Task to complete: Your task is to copy every record exactly.
Begin
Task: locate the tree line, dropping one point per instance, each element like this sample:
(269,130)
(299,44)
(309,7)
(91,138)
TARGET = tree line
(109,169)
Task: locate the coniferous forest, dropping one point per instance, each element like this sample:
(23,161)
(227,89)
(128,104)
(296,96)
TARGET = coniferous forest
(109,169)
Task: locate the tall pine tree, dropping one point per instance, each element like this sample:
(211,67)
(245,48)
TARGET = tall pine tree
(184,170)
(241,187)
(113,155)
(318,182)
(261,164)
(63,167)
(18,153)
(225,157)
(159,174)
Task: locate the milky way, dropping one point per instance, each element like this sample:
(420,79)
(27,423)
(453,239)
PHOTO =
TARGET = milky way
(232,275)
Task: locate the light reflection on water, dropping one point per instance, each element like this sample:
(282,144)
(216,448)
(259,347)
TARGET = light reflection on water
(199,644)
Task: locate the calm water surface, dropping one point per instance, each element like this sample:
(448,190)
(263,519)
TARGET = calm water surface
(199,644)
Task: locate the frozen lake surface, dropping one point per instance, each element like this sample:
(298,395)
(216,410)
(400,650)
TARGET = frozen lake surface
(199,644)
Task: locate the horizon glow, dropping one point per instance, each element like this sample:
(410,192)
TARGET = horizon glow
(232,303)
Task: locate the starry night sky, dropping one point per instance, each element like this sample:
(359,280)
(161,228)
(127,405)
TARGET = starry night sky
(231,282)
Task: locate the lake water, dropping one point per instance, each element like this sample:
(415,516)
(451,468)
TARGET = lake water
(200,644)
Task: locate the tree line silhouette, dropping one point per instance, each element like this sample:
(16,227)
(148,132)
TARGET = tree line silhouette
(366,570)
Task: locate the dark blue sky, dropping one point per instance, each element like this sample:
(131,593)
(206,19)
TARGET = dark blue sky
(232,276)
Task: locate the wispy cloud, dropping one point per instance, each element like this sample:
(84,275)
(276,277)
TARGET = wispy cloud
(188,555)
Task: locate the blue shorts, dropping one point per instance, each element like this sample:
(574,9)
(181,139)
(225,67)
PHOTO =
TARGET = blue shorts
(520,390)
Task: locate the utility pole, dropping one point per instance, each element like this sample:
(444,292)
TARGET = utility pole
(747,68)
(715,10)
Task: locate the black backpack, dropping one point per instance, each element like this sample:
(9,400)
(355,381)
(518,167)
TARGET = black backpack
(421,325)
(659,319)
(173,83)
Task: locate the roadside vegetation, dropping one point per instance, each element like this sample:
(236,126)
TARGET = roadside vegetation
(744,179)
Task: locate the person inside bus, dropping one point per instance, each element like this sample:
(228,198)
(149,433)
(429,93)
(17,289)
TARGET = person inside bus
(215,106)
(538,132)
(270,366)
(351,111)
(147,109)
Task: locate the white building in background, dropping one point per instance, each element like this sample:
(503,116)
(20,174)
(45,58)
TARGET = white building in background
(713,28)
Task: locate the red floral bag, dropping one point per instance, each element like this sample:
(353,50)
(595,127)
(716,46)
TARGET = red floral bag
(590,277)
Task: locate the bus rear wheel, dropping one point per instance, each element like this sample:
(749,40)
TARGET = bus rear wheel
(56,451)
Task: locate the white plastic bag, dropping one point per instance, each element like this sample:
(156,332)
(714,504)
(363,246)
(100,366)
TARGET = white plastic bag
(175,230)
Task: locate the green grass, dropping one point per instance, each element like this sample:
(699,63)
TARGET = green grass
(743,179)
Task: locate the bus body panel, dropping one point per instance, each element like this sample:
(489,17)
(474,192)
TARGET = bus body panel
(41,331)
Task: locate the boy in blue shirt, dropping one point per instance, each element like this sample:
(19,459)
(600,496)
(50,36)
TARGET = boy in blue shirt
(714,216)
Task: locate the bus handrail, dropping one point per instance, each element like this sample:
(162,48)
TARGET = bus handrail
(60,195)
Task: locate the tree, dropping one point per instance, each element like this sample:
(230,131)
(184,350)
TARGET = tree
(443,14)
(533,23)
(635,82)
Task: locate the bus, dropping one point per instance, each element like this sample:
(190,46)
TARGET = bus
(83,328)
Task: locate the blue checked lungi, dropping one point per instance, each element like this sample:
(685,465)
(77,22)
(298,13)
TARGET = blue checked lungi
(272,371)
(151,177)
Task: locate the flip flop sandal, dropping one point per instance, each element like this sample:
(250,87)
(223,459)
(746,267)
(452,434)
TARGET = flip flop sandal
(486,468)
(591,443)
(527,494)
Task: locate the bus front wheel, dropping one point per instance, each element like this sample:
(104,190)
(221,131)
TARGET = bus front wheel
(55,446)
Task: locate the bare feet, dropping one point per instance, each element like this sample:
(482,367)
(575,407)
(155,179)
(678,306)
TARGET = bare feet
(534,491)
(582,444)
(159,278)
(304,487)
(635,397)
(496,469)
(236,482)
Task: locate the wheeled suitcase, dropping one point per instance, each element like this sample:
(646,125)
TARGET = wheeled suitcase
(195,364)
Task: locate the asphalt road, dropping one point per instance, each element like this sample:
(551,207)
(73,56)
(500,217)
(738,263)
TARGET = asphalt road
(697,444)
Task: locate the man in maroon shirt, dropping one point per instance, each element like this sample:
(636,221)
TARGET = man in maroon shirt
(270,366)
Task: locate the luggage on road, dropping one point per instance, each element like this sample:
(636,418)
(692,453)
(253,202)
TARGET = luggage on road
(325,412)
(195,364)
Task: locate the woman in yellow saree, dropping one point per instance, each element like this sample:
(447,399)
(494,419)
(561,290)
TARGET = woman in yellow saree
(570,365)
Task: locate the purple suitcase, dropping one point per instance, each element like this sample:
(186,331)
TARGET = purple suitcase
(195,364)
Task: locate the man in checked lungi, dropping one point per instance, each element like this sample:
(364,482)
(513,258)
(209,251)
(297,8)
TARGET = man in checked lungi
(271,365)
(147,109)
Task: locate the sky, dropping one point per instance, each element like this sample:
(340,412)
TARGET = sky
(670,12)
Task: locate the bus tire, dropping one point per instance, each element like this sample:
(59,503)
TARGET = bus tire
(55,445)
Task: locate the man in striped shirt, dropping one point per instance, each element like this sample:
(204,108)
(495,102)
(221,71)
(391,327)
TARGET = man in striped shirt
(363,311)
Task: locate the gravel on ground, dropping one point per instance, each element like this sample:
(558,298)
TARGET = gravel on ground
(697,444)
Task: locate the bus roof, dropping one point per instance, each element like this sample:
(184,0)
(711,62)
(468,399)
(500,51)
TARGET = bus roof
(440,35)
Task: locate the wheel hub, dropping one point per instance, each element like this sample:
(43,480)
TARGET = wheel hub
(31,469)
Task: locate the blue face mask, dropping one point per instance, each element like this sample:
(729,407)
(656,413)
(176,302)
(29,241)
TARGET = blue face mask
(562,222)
End
Response to this exercise:
Task: locate the tree line, dropping one point per instance, each element like this sample:
(269,130)
(299,44)
(309,7)
(91,138)
TARGET = tree line
(109,169)
Task: locate the coniferous forest, dropping one point per instance, each element like this sample:
(23,161)
(227,89)
(128,104)
(296,96)
TARGET = coniferous forest
(109,169)
Task: locate the tall pine tree, dropping one point per instance, each element like this sample:
(211,67)
(245,48)
TARGET = tall pine tree
(184,170)
(241,187)
(113,155)
(318,182)
(261,164)
(63,167)
(18,153)
(225,157)
(159,174)
Task: locate the milky way, dropping one point per instance, each element like this sample:
(420,79)
(27,423)
(453,239)
PHOTO =
TARGET = milky way
(232,275)
Task: locate the light reflection on water, dropping one point per instance, each element like this sample:
(282,144)
(216,448)
(259,347)
TARGET = light reflection on water
(199,644)
Task: locate the calm water surface, dropping one point per instance, each element like this sample:
(448,190)
(263,519)
TARGET = calm water surface
(199,644)
Task: locate the frozen lake surface, dropping one point per instance, each element like this sample:
(298,395)
(216,410)
(400,650)
TARGET = frozen lake surface
(199,644)
Task: locate the horizon glow, dropping one point per instance, each element like this sample:
(410,192)
TARGET = horizon glow
(232,303)
Task: locate the starry night sky, dropping one point per instance, each element like this sample:
(359,280)
(161,228)
(127,405)
TARGET = starry night sky
(231,282)
Task: locate the lake water, dropping one point per instance, each element like this sample:
(415,516)
(451,468)
TARGET = lake water
(200,644)
Task: locate the tree line silhouette, dropping one point per instance, each element like this sample:
(16,227)
(148,132)
TARGET = tree line silhouette
(366,570)
Task: locate the dark blue sky, dropping one point per instance, each element like this sample:
(131,593)
(206,19)
TARGET = dark blue sky
(232,276)
Task: locate the wispy cloud, dropping one point per instance, each element like this sample:
(84,275)
(276,277)
TARGET = wispy cloud
(188,555)
Task: locate the blue shorts, dropping one point per instance, each element like this sample:
(574,9)
(181,139)
(225,67)
PHOTO =
TARGET = blue shorts
(520,390)
Task: locate the utility pole, dropping one point per instance, each element like this sample:
(444,292)
TARGET = utility pole
(747,68)
(715,10)
Task: locate the black backpack, dropping one point per instance, each element like this sample:
(9,400)
(355,381)
(518,167)
TARGET = black backpack
(421,325)
(659,319)
(173,83)
Task: locate the roadside vegetation, dropping one point per instance, each element like this sample:
(236,126)
TARGET = roadside vegetation
(744,179)
Task: locate the person inside bus, dropping one point per instance, each element like this sample:
(228,198)
(149,433)
(429,93)
(17,289)
TARGET = person inside bus
(215,106)
(538,132)
(270,366)
(351,111)
(147,109)
Task: locate the white building in background, dropping one point per instance, each element like this sample:
(503,116)
(20,174)
(45,58)
TARGET = white building in background
(713,28)
Task: locate the red floral bag, dropping one point per instance, each element like this sample:
(353,50)
(595,127)
(716,46)
TARGET = red floral bag
(590,277)
Task: locate the bus rear wheel, dropping one point per instance, each element like this sample:
(749,40)
TARGET = bus rear wheel
(56,451)
Task: locate the white plastic bag, dropping one point per instance, each element like this sample:
(156,332)
(714,504)
(363,246)
(100,366)
TARGET = white plastic bag
(175,230)
Task: locate the green grass, dropping one point per instance, each element like this sample:
(699,63)
TARGET = green grass
(743,179)
Task: locate the bus body panel, dropping one point per instance, each element like this sample:
(489,17)
(474,192)
TARGET = bus body panel
(41,331)
Task: locate the boy in blue shirt, dropping one point per instance, each element like this sample:
(19,459)
(600,496)
(50,36)
TARGET = boy in blue shirt
(714,216)
Task: locate the bus handrail, dropping one point per instance, each element like this sample:
(162,48)
TARGET = bus handrail
(60,195)
Task: locate the tree, dropping one point per instance, each element like this sample:
(230,131)
(184,350)
TARGET = tree
(443,14)
(533,23)
(635,82)
Task: locate the bus, dropping one point per instance, each element like this sample:
(190,46)
TARGET = bus
(83,328)
Task: locate the blue checked lungi, dropping one point per instance, each element like this sample:
(685,465)
(77,22)
(298,13)
TARGET = blue checked lungi
(272,371)
(151,177)
Task: locate the flip flop sandal, dropping one point per instance, each element like this sample:
(250,87)
(223,459)
(746,267)
(452,434)
TARGET = flip flop sandal
(486,468)
(591,443)
(527,494)
Task: locate the bus front wheel, dropping one point per instance, each element like this sample:
(104,190)
(221,131)
TARGET = bus front wheel
(55,446)
Task: locate the bare feet, dropping one point per instance, each element like this sample:
(482,367)
(575,407)
(155,179)
(678,306)
TARGET = bare feet
(534,491)
(582,444)
(159,278)
(304,487)
(635,397)
(496,469)
(236,482)
Task: locate the wheeled suitcase, dropping one point per instance, each element like this sample:
(646,125)
TARGET = wheeled suitcase
(195,364)
Task: locate the asphalt road, dropping one point per instance, each element like this sample:
(551,207)
(73,56)
(500,217)
(738,263)
TARGET = asphalt road
(697,444)
Task: locate the man in maroon shirt, dropping one point per instance, each element like this sample:
(636,221)
TARGET = man in maroon shirt
(270,366)
Task: locate the luggage on road, dropping one point per instance, each element like this sample:
(636,418)
(692,453)
(253,202)
TARGET = luggage on road
(325,412)
(195,364)
Task: locate the woman in yellow saree, dropping one point per instance, each element like this sample:
(447,399)
(494,419)
(561,290)
TARGET = woman in yellow saree
(570,365)
Task: locate the purple suitcase, dropping one point per instance, each element like this sample:
(186,331)
TARGET = purple suitcase
(195,364)
Task: locate the man in checked lungi, dropping one point per instance, each element like this sample:
(364,482)
(513,258)
(209,251)
(297,8)
TARGET = man in checked lungi
(271,365)
(147,109)
Task: locate the sky, dropping one point per instance, each element like this sample:
(340,412)
TARGET = sky
(670,12)
Task: locate the bus tire, dropping one point per instance, each element like this sample:
(59,503)
TARGET = bus tire
(55,445)
Task: locate the man in striped shirt, dropping one point per instance, each element like this sample:
(204,108)
(495,102)
(221,71)
(391,327)
TARGET = man in striped shirt
(363,311)
Task: locate the gravel on ground, dropping one point per instance, each element like this sample:
(558,298)
TARGET = gravel on ground
(697,444)
Task: locate the bus roof, dropping one point per instance, each element like this sample:
(184,0)
(711,62)
(468,399)
(500,51)
TARGET = bus roof
(440,35)
Task: locate the wheel hub, dropping one point per instance, each element like this sample:
(43,480)
TARGET = wheel hub
(31,469)
Task: locate the blue face mask, dropping one point per instance, each element like this sample:
(729,407)
(656,413)
(176,302)
(29,241)
TARGET = blue face mask
(562,222)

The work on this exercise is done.